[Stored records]
........

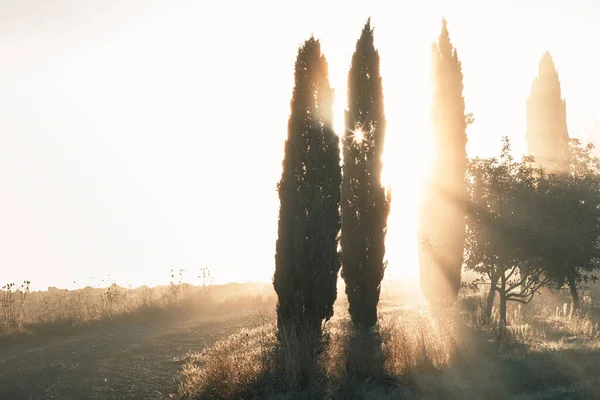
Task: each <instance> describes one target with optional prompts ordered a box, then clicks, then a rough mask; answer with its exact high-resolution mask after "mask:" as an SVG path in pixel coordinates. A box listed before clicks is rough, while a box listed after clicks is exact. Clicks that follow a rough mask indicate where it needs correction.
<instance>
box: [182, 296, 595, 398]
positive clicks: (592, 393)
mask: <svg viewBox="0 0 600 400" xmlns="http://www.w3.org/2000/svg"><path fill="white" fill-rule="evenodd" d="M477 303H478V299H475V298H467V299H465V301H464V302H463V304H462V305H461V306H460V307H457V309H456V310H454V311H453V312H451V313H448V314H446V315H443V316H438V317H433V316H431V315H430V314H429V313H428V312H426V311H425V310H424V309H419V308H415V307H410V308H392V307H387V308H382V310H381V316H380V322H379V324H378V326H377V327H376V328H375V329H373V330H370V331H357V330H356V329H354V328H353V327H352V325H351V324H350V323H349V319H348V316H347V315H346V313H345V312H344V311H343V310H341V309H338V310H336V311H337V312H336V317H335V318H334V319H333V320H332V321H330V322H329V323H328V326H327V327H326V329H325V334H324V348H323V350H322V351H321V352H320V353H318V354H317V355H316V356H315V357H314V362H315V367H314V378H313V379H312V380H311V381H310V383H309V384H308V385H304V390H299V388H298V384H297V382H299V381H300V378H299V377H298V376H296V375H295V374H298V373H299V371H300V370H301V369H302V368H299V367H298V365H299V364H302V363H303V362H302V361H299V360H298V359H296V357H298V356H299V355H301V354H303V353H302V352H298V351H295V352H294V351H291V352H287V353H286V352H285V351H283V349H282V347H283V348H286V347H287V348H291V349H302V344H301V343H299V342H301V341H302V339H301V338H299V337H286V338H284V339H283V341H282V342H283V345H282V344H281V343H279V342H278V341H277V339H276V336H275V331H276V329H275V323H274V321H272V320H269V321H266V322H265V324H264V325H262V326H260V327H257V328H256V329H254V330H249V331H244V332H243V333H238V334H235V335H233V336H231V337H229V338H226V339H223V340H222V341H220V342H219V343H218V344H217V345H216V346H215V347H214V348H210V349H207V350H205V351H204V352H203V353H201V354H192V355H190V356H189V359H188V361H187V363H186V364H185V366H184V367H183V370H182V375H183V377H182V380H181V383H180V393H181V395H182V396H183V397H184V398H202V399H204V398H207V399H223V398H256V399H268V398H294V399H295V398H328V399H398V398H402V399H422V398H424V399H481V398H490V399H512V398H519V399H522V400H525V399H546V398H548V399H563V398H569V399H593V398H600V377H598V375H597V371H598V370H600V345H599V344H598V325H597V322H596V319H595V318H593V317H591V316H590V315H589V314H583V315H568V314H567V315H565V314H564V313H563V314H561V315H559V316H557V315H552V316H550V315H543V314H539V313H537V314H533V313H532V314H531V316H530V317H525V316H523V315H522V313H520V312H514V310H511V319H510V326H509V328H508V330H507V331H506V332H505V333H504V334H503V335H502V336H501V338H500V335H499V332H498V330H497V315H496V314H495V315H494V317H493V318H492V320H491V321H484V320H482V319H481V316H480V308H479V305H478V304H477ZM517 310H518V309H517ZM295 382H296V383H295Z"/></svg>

........

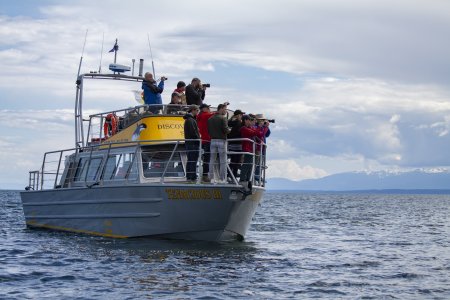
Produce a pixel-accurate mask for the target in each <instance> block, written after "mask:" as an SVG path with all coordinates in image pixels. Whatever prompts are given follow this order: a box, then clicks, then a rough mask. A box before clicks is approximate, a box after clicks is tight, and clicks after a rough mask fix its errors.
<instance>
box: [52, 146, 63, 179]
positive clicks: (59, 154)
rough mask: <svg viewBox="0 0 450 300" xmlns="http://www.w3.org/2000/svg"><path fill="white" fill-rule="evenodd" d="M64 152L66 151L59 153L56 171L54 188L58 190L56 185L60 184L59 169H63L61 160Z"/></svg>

........

**Task description**
Which lines of the listing contain the string "positive"? List every such line in full, treating uppercase and lowercase as different.

**Answer space**
positive clicks: (592, 393)
positive clicks: (59, 154)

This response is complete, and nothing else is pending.